Un seul homme pour sauver la terre d'une attaque de milliards de zombies, cela ressemblerait plutôt à un scénario de super-héro qui aurait pour mission de délivrer notre planète d'un mal qui risque d'éradiquer l'humanité toute entière.
La question qui se pose est : peut-on appliquer le concept du Hero's Journey à un film de zombies "réaliste" ?
La réponse est évidente mais ça serait plus intéressant de voir comment cette notion influe sur un film qui se veut terre à terre, ou devrais-je plutôt dire comment, dans ce cas précis, elle se met en opposition par rapport aux principes de base d'une production de ce style.

L'un des éléments les plus récurrents dans les films d'horreur en général, et dans les films de zombies en particulier, est un endroit avec un espace et des issues limités. C'est d'autant mieux si ces endroits sont sombres, sales, délabrés, de façon à provoquer des sensations de claustrophobie chez le spectateur. Gerry Lane, pour notre plus grand bonheur, passe par des endroits pareils ; mais il se trouve que cela ne constitue qu'une toute petite partie du film. Pour le reste ça se passe en plein air où les possibilités d'être attrapé par un groupe de mort-vivants sont radicalement réduites. Du coup c'est un autre élément important qui délaisse sa place au profit d'une voie plus orientée vers l'action : l'effet surprise de frayeur est assez absent, ou alors pas toujours convaincant. Après un certain temps on s'habitue à la situation et, vu les nombreuses fois où notre protagoniste échappe à la mort à la dernière seconde, on ne se soucie plus vraiment de son état ; ce qui n'est pas grave en soi mais vu l'absence d'attachement aux personnages secondaires et la facilité avec laquelle ils peuvent disparaître, cela devient une erreur monumentale.

Ce qui nous mène vers l'élément suivant : les personnages secondaires. Dans World War Z on a l'impression que tous ceux que Gerry rencontre ne sont là que pour des buts bien précis : soit mourir (souvent bêtement), soit l'aider à dépasser telle ou telle épreuve. ET il n'y a vraiment que ces deux types. Bien entendu, ces personnes ne sont pas supposées nous faire pleurer en les voyant mourir, mais en même temps elles ne devraient pas disparaître aussi légèrement non plus. Tant que notre figure principale va bien tout le reste est facultatif, aucun suspens réel, aucune importance ne leur est accordée et du coup, aucune sensation d'effroi authentique.

▶ Extrait du corpus

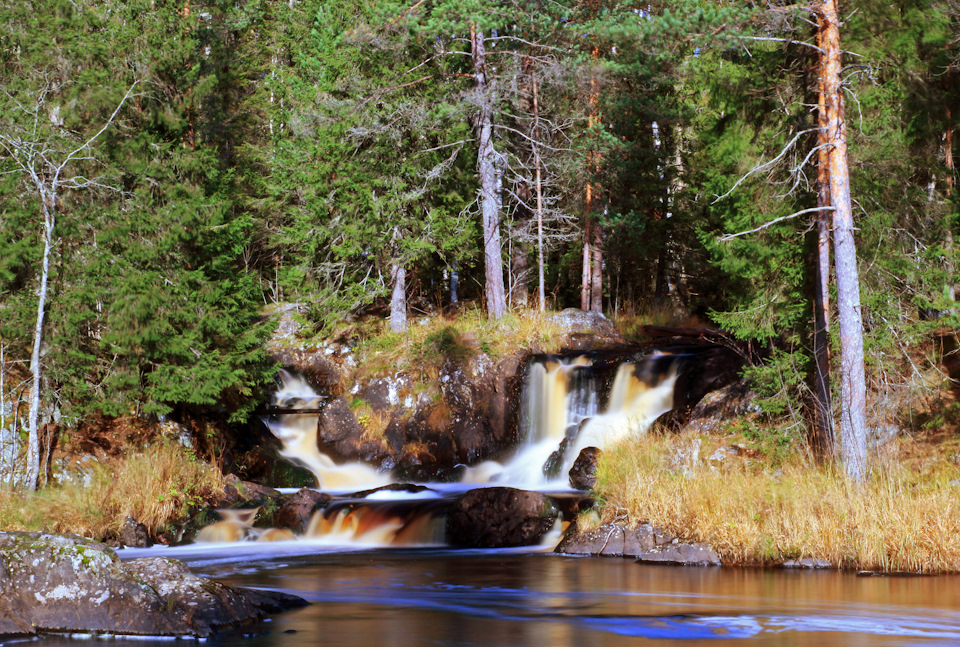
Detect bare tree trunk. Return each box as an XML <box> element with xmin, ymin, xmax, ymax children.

▶ Consigne écrite
Recopiez le passage du texte sur World War Z compris entre « Un seul homme » et « de ce style. », ces deux segments inclus.

▶ Réponse écrite
Un seul homme pour sauver la terre d'une attaque de milliards de zombies, cela ressemblerait plutôt à un scénario de super-héro qui aurait pour mission de délivrer notre planète d'un mal qui risque d'éradiquer l'humanité toute entière.
La question qui se pose est : peut-on appliquer le concept du Hero's Journey à un film de zombies "réaliste" ?
La réponse est évidente mais ça serait plus intéressant de voir comment cette notion influe sur un film qui se veut terre à terre, ou devrais-je plutôt dire comment, dans ce cas précis, elle se met en opposition par rapport aux principes de base d'une production de ce style.